Aim of the task -> Word for word, set down the entries that follow.
══════════
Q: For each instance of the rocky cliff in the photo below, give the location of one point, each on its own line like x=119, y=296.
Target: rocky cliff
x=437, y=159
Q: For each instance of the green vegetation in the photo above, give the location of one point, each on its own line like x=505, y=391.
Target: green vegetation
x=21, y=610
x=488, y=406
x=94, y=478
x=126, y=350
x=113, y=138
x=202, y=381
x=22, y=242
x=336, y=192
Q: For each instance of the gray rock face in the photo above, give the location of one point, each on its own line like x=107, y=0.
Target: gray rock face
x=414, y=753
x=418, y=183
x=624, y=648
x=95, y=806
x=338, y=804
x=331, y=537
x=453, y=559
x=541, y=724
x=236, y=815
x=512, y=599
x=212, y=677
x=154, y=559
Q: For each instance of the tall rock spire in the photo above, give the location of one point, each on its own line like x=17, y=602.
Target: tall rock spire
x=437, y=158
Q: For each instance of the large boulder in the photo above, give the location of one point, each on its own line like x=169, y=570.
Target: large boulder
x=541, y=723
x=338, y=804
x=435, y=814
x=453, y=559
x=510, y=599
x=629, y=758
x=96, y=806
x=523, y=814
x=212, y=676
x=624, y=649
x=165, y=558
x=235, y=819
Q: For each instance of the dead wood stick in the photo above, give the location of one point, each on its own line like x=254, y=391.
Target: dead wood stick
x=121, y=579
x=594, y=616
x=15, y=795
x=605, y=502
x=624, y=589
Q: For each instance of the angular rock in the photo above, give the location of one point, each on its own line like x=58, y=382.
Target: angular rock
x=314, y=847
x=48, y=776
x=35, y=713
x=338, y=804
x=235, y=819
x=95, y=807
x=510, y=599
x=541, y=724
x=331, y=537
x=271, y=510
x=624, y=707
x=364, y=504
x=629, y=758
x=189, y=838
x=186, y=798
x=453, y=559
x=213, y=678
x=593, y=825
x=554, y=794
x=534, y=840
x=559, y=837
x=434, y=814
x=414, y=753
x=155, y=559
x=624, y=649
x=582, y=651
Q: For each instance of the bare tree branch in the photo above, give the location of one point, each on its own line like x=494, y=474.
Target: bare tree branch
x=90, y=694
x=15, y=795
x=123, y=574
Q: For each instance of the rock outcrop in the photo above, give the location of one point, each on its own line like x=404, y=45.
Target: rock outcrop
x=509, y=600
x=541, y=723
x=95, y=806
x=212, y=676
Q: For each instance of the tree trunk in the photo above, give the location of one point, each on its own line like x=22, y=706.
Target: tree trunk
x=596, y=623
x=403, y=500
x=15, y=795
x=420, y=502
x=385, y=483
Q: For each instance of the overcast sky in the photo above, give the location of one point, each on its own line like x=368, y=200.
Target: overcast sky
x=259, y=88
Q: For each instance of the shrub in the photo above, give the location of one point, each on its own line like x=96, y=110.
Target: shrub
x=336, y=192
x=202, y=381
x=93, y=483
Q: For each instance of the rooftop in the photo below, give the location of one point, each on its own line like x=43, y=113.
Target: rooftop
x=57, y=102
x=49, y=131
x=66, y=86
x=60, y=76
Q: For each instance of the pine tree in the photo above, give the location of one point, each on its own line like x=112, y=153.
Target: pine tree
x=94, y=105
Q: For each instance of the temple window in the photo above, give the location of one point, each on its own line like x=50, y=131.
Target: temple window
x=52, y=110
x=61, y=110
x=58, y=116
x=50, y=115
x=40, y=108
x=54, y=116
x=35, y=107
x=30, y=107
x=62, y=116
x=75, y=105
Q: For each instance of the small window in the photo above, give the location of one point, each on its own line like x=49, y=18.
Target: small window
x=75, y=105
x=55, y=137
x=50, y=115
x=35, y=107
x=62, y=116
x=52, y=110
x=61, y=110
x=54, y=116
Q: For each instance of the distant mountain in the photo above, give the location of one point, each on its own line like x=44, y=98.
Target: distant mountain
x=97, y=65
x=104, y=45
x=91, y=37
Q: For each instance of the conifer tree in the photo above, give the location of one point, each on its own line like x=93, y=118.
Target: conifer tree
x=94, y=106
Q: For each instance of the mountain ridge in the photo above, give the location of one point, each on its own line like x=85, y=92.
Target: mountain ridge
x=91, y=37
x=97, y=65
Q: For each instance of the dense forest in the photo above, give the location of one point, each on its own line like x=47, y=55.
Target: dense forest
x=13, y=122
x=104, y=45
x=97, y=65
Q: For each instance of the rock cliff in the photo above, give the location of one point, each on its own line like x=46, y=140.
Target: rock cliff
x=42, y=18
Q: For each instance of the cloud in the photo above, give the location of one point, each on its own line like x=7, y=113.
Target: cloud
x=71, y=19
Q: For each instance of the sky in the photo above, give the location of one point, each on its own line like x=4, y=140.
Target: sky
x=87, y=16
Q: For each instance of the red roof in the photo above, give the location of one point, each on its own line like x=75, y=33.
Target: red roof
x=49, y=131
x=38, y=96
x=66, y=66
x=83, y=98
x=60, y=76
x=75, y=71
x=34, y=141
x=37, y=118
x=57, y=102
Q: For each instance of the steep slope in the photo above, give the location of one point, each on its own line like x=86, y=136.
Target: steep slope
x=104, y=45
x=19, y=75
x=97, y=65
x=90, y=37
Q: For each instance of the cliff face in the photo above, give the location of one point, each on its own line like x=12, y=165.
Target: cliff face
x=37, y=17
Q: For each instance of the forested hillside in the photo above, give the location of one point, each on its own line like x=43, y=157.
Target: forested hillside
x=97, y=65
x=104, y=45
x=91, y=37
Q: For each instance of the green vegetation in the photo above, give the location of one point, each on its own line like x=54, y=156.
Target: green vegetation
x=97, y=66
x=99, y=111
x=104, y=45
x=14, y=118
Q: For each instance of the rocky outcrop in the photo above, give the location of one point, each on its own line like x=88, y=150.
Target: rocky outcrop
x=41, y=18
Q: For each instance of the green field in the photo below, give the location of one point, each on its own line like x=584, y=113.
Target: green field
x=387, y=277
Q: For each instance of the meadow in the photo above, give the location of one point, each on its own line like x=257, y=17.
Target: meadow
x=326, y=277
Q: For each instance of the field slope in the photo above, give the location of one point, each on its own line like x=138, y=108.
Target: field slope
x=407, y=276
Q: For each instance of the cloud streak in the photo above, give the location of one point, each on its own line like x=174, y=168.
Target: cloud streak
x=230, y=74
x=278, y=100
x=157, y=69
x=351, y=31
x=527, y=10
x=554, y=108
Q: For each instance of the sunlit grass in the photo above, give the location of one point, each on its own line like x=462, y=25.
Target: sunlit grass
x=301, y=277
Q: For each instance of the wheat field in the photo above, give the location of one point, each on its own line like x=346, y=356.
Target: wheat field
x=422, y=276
══════════
Exercise result ->
Q: For each instance of the rocky cliff in the photo below, give the location of one point, each on its own line like x=119, y=296.
Target: rocky cliff
x=437, y=159
Q: For each instance of the green vegetation in the photo above, give the location of one point, each on its own line like x=505, y=391.
Target: green vegetation
x=21, y=610
x=488, y=406
x=94, y=478
x=126, y=350
x=113, y=138
x=202, y=381
x=22, y=242
x=336, y=192
Q: For each instance of the gray rock face in the photo above, give the location of one point, each on its own line like x=107, y=0.
Target: gray rock face
x=414, y=753
x=418, y=183
x=624, y=648
x=95, y=806
x=338, y=804
x=331, y=537
x=453, y=559
x=541, y=724
x=236, y=815
x=512, y=599
x=212, y=677
x=154, y=559
Q: For each instance of the tall rock spire in the photo above, give the location of one point, each on its own line like x=17, y=602.
Target: tall rock spire
x=437, y=158
Q: For each instance of the large boulder in the photo above, give the location of one point, each on its own line like x=169, y=570.
Target: large boulder
x=541, y=723
x=338, y=804
x=435, y=814
x=453, y=559
x=510, y=599
x=629, y=758
x=96, y=806
x=523, y=814
x=212, y=676
x=624, y=649
x=165, y=558
x=235, y=819
Q: For each instance of the dead wood stick in the photo above, give the location of one point, each on its own line like x=254, y=391.
Target: dead wood stick
x=121, y=579
x=594, y=616
x=15, y=795
x=605, y=502
x=624, y=589
Q: For each instance of the angular rock in the photo above, give the location of one point, each on its own line like x=58, y=382.
Target: angular rock
x=314, y=847
x=48, y=776
x=35, y=713
x=338, y=804
x=235, y=819
x=95, y=807
x=510, y=599
x=541, y=724
x=331, y=537
x=271, y=510
x=624, y=707
x=364, y=504
x=629, y=758
x=189, y=838
x=186, y=798
x=453, y=559
x=213, y=678
x=593, y=825
x=554, y=794
x=534, y=840
x=559, y=837
x=434, y=814
x=414, y=753
x=155, y=559
x=624, y=649
x=582, y=651
Q: For each instance of the bare tree branch in the photo above, give the location of one point, each on its own line like x=494, y=474.
Target: bare tree branch
x=90, y=694
x=15, y=795
x=123, y=574
Q: For each instance of the rock outcrop in the photo above, give the location of one point, each on its own line like x=404, y=45.
Target: rock outcrop
x=509, y=600
x=541, y=723
x=95, y=806
x=212, y=676
Q: For each instance of the tree trunk in the photo above, give the location of one point, each on its own line like x=22, y=706.
Target: tree trunk
x=596, y=623
x=403, y=500
x=15, y=795
x=420, y=502
x=385, y=483
Q: For each instance of the overcast sky in the photo above, give the location of one point, each on its own line like x=368, y=200.
Target: overcast sky
x=259, y=88
Q: For each instance of the shrub in the photo above, give the location of one point, each on its own line like x=96, y=110.
Target: shrub
x=336, y=192
x=202, y=381
x=93, y=483
Q: For each instance of the rooftop in the photo below, give the location of one point, each on its own line like x=43, y=113.
Target: rooftop
x=57, y=102
x=49, y=131
x=66, y=86
x=60, y=76
Q: For each instance of the pine tree in the photo above, give the location of one point, each on its own line like x=112, y=153.
Target: pine tree
x=94, y=105
Q: For each instance of the temple window in the photo above, give the location of one point, each on its own line like x=50, y=131.
Target: temple window
x=52, y=110
x=61, y=110
x=58, y=116
x=50, y=115
x=40, y=108
x=54, y=116
x=35, y=107
x=30, y=107
x=62, y=116
x=75, y=105
Q: For each instance of the small window in the photo above, give the location of one point, each on its own line like x=49, y=18.
Target: small window
x=75, y=105
x=55, y=137
x=50, y=115
x=35, y=107
x=62, y=116
x=52, y=110
x=61, y=110
x=54, y=116
Q: For each instance of the distant mountain in the photo above, give the location of one point, each on its own line like x=44, y=98.
Target: distant mountain
x=97, y=65
x=104, y=45
x=91, y=37
Q: For each instance of the conifer tree in the photo above, give the location of one point, each on its own line like x=93, y=118.
Target: conifer tree
x=94, y=106
Q: For each instance of the mountain ridge in the photo above, give the location of one point, each on its own line like x=85, y=92.
Target: mountain ridge
x=91, y=37
x=97, y=65
Q: For each instance of the dense forest in the photo above, give the location of one point, each on its own line like x=47, y=55.
Target: dense forest
x=13, y=122
x=104, y=45
x=97, y=65
Q: For each instance of the rock cliff in the photo above, give the location of one point, each on its own line like x=46, y=140.
Target: rock cliff
x=42, y=18
Q: For each instance of the cloud in the photo above, give the location of one point, each on its own line like x=7, y=113.
Target: cloud
x=71, y=19
Q: For each instance of the sky in the photo above, give the location of one point, each on its own line like x=4, y=140.
Target: sky
x=87, y=16
Q: For each instance of the red roof in the photo above, give the location of one point, each on its own line like x=75, y=33.
Target: red roof
x=49, y=131
x=38, y=96
x=66, y=66
x=83, y=98
x=60, y=76
x=75, y=71
x=34, y=141
x=37, y=118
x=57, y=102
Q: For each instance of the steep slope in the photo above, give the location of one point, each on its own line like x=86, y=136.
Target: steep slope
x=104, y=45
x=19, y=75
x=97, y=65
x=90, y=37
Q: For each instance of the cliff face in the photo above, give the location of one point, each on its own line like x=12, y=165.
Target: cliff face
x=37, y=17
Q: For each instance of the forested hillside in the photo above, give the location of one point, each on its own line like x=43, y=157.
Target: forested hillside
x=97, y=65
x=104, y=45
x=91, y=37
Q: For each instance of the green vegetation in the photo above, give the location of one point, each on its own line like x=54, y=156.
Target: green vegetation
x=97, y=66
x=99, y=111
x=104, y=45
x=14, y=118
Q: For each instance of the rocky outcrop in the photo above, give the location of one point, each on its own line like x=88, y=150.
Target: rocky outcrop
x=41, y=18
Q: For each instance of the green field in the photo below, give the location of one point, each on its own line like x=584, y=113.
Target: green field
x=387, y=277
Q: For each instance of the meadow in the photo above, give the location of one point, each on its own line like x=257, y=17.
Target: meadow
x=326, y=277
Q: For each instance of the field slope in the photo above, give the location of one point, each on its own line like x=138, y=108.
Target: field slope
x=407, y=276
Q: For each instance of the cloud streak in the photo above, give the location of one point, each on its own line like x=174, y=168.
Target: cloud streak
x=230, y=74
x=278, y=100
x=157, y=69
x=351, y=31
x=527, y=10
x=554, y=108
Q: For each instance of the sunlit grass in the photo above, give the location of one point, each on its own line like x=462, y=25.
Target: sunlit grass
x=301, y=277
Q: For each instance of the wheat field in the photo above, give the location of one point, each on its own line like x=346, y=356.
Target: wheat field
x=422, y=276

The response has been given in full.